- Your task
Reproduce the listing below in full and exactly; no pictures belong in the copy.

- Material for this exercise
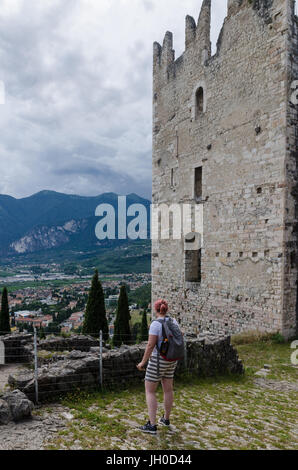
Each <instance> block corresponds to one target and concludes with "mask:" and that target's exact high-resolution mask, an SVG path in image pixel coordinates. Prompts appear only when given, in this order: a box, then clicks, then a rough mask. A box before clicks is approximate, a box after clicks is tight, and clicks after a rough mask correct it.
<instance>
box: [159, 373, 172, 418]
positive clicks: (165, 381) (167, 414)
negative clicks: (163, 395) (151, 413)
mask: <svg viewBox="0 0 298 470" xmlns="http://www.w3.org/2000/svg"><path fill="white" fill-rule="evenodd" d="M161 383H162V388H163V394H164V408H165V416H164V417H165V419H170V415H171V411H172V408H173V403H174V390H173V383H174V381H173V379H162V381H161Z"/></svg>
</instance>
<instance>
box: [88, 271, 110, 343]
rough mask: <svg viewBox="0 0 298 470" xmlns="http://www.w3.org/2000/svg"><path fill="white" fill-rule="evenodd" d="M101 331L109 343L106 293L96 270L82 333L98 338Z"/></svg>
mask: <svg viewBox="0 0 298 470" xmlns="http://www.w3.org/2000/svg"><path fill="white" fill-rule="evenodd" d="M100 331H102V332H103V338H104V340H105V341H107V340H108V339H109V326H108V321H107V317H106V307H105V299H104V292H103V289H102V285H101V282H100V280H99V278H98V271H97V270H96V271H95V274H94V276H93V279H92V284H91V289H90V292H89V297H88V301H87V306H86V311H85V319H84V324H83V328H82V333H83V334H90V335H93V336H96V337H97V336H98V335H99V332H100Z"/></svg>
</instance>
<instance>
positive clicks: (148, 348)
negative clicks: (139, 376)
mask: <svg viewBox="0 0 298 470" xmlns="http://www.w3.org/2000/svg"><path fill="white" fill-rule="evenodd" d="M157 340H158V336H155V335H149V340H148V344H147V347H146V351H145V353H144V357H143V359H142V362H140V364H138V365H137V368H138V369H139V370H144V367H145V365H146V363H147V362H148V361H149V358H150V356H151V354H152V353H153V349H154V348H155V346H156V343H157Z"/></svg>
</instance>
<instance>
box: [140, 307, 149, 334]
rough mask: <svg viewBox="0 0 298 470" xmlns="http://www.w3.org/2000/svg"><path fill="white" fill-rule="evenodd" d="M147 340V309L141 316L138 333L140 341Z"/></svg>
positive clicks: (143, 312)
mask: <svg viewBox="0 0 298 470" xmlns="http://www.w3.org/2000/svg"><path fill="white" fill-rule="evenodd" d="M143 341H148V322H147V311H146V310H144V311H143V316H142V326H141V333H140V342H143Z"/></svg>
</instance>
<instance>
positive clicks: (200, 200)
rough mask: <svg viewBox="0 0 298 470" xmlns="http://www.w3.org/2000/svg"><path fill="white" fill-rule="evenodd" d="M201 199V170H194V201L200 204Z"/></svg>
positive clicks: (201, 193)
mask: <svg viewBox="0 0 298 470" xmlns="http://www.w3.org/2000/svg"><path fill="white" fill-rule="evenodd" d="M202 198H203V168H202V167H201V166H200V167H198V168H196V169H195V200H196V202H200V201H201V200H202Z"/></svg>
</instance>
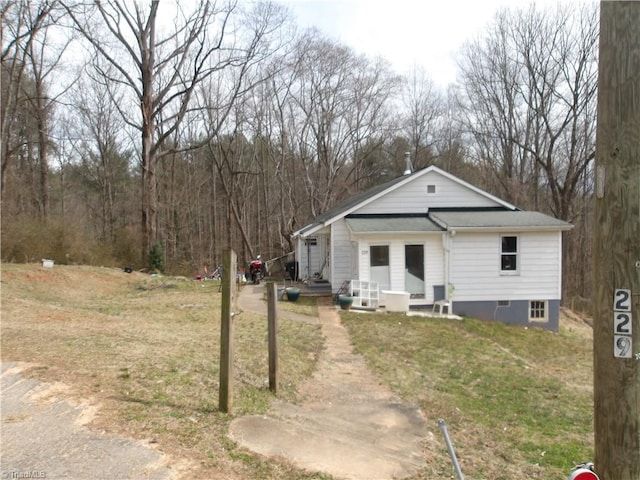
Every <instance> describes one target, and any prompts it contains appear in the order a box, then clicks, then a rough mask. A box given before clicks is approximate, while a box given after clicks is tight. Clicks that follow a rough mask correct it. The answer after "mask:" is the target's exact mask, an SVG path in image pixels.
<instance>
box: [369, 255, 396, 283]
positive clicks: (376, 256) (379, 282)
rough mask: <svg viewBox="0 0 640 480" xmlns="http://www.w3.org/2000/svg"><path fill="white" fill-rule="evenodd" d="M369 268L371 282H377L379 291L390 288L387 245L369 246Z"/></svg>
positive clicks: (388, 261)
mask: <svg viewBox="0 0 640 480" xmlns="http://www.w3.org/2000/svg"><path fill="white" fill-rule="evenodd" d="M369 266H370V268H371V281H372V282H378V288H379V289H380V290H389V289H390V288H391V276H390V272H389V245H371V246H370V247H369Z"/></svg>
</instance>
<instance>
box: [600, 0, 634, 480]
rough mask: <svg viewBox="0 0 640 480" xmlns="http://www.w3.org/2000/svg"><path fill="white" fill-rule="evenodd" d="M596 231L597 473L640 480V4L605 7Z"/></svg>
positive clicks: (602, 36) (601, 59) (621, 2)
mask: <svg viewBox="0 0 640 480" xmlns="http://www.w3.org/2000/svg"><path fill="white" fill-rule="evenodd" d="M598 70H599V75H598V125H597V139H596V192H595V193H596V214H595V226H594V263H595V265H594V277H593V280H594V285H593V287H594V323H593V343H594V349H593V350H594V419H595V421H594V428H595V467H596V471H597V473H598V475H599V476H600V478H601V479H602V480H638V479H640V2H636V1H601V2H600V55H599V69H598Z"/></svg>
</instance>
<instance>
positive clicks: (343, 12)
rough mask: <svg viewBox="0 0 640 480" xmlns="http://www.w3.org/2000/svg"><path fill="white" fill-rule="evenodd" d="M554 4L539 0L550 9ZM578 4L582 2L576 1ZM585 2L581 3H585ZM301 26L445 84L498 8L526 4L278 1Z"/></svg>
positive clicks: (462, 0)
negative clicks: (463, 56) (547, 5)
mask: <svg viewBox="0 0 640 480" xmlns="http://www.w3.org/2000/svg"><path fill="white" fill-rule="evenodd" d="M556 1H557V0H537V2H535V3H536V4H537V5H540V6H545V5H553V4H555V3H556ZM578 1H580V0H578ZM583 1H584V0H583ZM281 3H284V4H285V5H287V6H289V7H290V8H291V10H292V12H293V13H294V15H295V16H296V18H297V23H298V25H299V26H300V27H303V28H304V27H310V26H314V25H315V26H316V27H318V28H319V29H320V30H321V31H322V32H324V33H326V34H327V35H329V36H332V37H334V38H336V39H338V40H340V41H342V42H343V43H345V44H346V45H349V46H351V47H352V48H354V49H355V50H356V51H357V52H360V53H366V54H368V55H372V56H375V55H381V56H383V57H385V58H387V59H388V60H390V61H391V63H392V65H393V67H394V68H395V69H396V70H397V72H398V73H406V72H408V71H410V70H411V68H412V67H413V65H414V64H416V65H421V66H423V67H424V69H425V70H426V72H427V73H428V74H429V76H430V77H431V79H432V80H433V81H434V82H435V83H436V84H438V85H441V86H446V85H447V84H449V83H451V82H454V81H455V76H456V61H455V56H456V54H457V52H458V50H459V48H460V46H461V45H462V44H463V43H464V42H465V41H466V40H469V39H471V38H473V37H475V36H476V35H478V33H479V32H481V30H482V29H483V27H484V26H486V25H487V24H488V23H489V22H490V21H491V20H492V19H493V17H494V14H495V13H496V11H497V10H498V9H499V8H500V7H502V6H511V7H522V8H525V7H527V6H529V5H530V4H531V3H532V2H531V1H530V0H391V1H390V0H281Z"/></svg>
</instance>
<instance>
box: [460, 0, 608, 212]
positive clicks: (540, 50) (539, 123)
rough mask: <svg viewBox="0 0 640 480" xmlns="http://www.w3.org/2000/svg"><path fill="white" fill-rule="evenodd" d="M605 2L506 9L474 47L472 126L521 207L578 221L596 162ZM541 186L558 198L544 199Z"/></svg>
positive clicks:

- Exercise result
Each <instance> block corresponds to one target and concludes with "mask:" and that target's exact high-resolution mask, an SVG path in image pixel coordinates. Prompts appear only when given, in this order: a box, then clicks, then a rough mask. A box before clicks is approximate, a box after clicks is tight, and clicks after a rough mask correct it.
<instance>
box: [159, 373, 172, 418]
positive clicks: (165, 381) (167, 414)
negative clicks: (163, 395) (151, 413)
mask: <svg viewBox="0 0 298 470" xmlns="http://www.w3.org/2000/svg"><path fill="white" fill-rule="evenodd" d="M161 383H162V388H163V394H164V408H165V416H164V417H165V419H170V415H171V411H172V408H173V403H174V390H173V383H174V381H173V379H162V381H161Z"/></svg>
</instance>
<instance>
box: [88, 271, 110, 343]
rough mask: <svg viewBox="0 0 298 470" xmlns="http://www.w3.org/2000/svg"><path fill="white" fill-rule="evenodd" d="M101 331L109 343L106 293L96 270L82 333L98 338Z"/></svg>
mask: <svg viewBox="0 0 298 470" xmlns="http://www.w3.org/2000/svg"><path fill="white" fill-rule="evenodd" d="M100 331H102V332H103V338H104V340H105V341H107V340H108V339H109V326H108V321H107V317H106V307H105V299H104V292H103V289H102V285H101V282H100V280H99V278H98V271H97V270H96V271H95V274H94V276H93V279H92V284H91V289H90V292H89V297H88V301H87V306H86V311H85V319H84V324H83V328H82V333H83V334H90V335H93V336H96V337H97V336H98V335H99V332H100Z"/></svg>
</instance>
<instance>
positive clicks: (148, 348)
negative clicks: (139, 376)
mask: <svg viewBox="0 0 298 470" xmlns="http://www.w3.org/2000/svg"><path fill="white" fill-rule="evenodd" d="M157 340H158V336H155V335H149V340H148V344H147V347H146V351H145V353H144V357H143V359H142V362H140V364H138V365H137V368H138V369H139V370H144V367H145V365H146V363H147V362H148V361H149V358H150V356H151V354H152V353H153V349H154V348H155V346H156V343H157Z"/></svg>
</instance>
<instance>
box: [140, 307, 149, 334]
rough mask: <svg viewBox="0 0 298 470" xmlns="http://www.w3.org/2000/svg"><path fill="white" fill-rule="evenodd" d="M147 340V309L141 316L138 333L140 341Z"/></svg>
positive clicks: (143, 312)
mask: <svg viewBox="0 0 298 470" xmlns="http://www.w3.org/2000/svg"><path fill="white" fill-rule="evenodd" d="M143 341H148V322H147V311H146V310H144V311H143V316H142V326H141V333H140V342H143Z"/></svg>
</instance>
<instance>
positive clicks: (200, 200)
rough mask: <svg viewBox="0 0 298 470" xmlns="http://www.w3.org/2000/svg"><path fill="white" fill-rule="evenodd" d="M201 199V170H194V201L200 204Z"/></svg>
positive clicks: (201, 193)
mask: <svg viewBox="0 0 298 470" xmlns="http://www.w3.org/2000/svg"><path fill="white" fill-rule="evenodd" d="M202 198H203V168H202V167H201V166H200V167H198V168H196V169H195V200H196V202H200V201H201V200H202Z"/></svg>
</instance>
Every <instance> describes one target, and any prompts it contains appear in the order a box, then clicks, then a rough mask. A box given before clicks is approximate, while a box given after clicks is tight. Clicks that follow a rough mask correct it. The answer after "mask:" is the target's exact mask, an SVG path in image pixels.
<instance>
box: [369, 255, 396, 283]
positive clicks: (376, 256) (379, 282)
rough mask: <svg viewBox="0 0 640 480" xmlns="http://www.w3.org/2000/svg"><path fill="white" fill-rule="evenodd" d="M369 268L371 282H377L379 291L390 288L387 245L369 246Z"/></svg>
positive clicks: (388, 261)
mask: <svg viewBox="0 0 640 480" xmlns="http://www.w3.org/2000/svg"><path fill="white" fill-rule="evenodd" d="M369 266H370V268H371V281H372V282H378V288H379V289H380V290H389V289H390V288H391V276H390V272H389V245H371V246H370V247H369Z"/></svg>
</instance>
<instance>
box: [600, 0, 634, 480]
rough mask: <svg viewBox="0 0 640 480" xmlns="http://www.w3.org/2000/svg"><path fill="white" fill-rule="evenodd" d="M596 231L597 473L640 480V4L605 7Z"/></svg>
positive clicks: (602, 36) (601, 59) (621, 2)
mask: <svg viewBox="0 0 640 480" xmlns="http://www.w3.org/2000/svg"><path fill="white" fill-rule="evenodd" d="M598 70H599V75H598V125H597V139H596V192H595V193H596V214H595V226H594V263H595V265H594V277H593V280H594V285H593V287H594V323H593V343H594V349H593V350H594V419H595V421H594V428H595V467H596V471H597V473H598V475H599V476H600V478H601V479H602V480H638V479H640V2H636V1H601V2H600V55H599V69H598Z"/></svg>
</instance>
<instance>
positive clicks: (343, 12)
rough mask: <svg viewBox="0 0 640 480" xmlns="http://www.w3.org/2000/svg"><path fill="white" fill-rule="evenodd" d="M554 4L539 0L550 9ZM578 4L582 2L576 1ZM585 2L581 3H585ZM301 26L445 84L498 8L526 4L278 1Z"/></svg>
positive clicks: (462, 0)
negative clicks: (463, 56) (547, 5)
mask: <svg viewBox="0 0 640 480" xmlns="http://www.w3.org/2000/svg"><path fill="white" fill-rule="evenodd" d="M556 1H557V0H537V2H535V3H536V4H537V5H540V6H545V5H553V4H555V3H556ZM578 1H580V0H578ZM583 1H584V0H583ZM281 3H284V4H285V5H287V6H289V7H290V8H291V10H292V12H293V13H294V15H295V16H296V18H297V23H298V25H299V26H300V27H303V28H304V27H310V26H314V25H315V26H316V27H318V28H319V29H320V30H321V31H322V32H324V33H326V34H327V35H329V36H332V37H334V38H336V39H338V40H340V41H342V42H343V43H345V44H346V45H349V46H351V47H352V48H354V49H355V50H356V51H357V52H360V53H366V54H368V55H372V56H375V55H381V56H383V57H385V58H387V59H388V60H390V61H391V63H392V65H393V67H394V68H395V69H396V70H397V72H398V73H406V72H408V71H410V70H411V68H412V67H413V65H414V64H416V65H421V66H423V67H424V69H425V70H426V72H427V73H428V74H429V76H430V77H431V79H432V80H433V81H434V82H435V83H436V84H438V85H441V86H446V85H447V84H449V83H451V82H454V81H455V76H456V61H455V56H456V54H457V52H458V50H459V48H460V46H461V45H462V44H463V43H464V42H465V41H466V40H469V39H471V38H473V37H475V36H476V35H478V33H479V32H481V30H482V29H483V27H484V26H486V25H487V24H488V23H489V22H490V21H491V20H492V19H493V17H494V14H495V13H496V11H497V10H498V9H499V8H500V7H502V6H511V7H522V8H525V7H527V6H529V5H530V4H531V3H532V2H531V1H530V0H391V1H390V0H281Z"/></svg>
</instance>
<instance>
box: [460, 0, 608, 212]
positive clicks: (540, 50) (539, 123)
rough mask: <svg viewBox="0 0 640 480" xmlns="http://www.w3.org/2000/svg"><path fill="white" fill-rule="evenodd" d="M605 2L506 9L474 47L472 126L521 207L578 221L596 162ZM541 186L558 198L544 199Z"/></svg>
positive clicks:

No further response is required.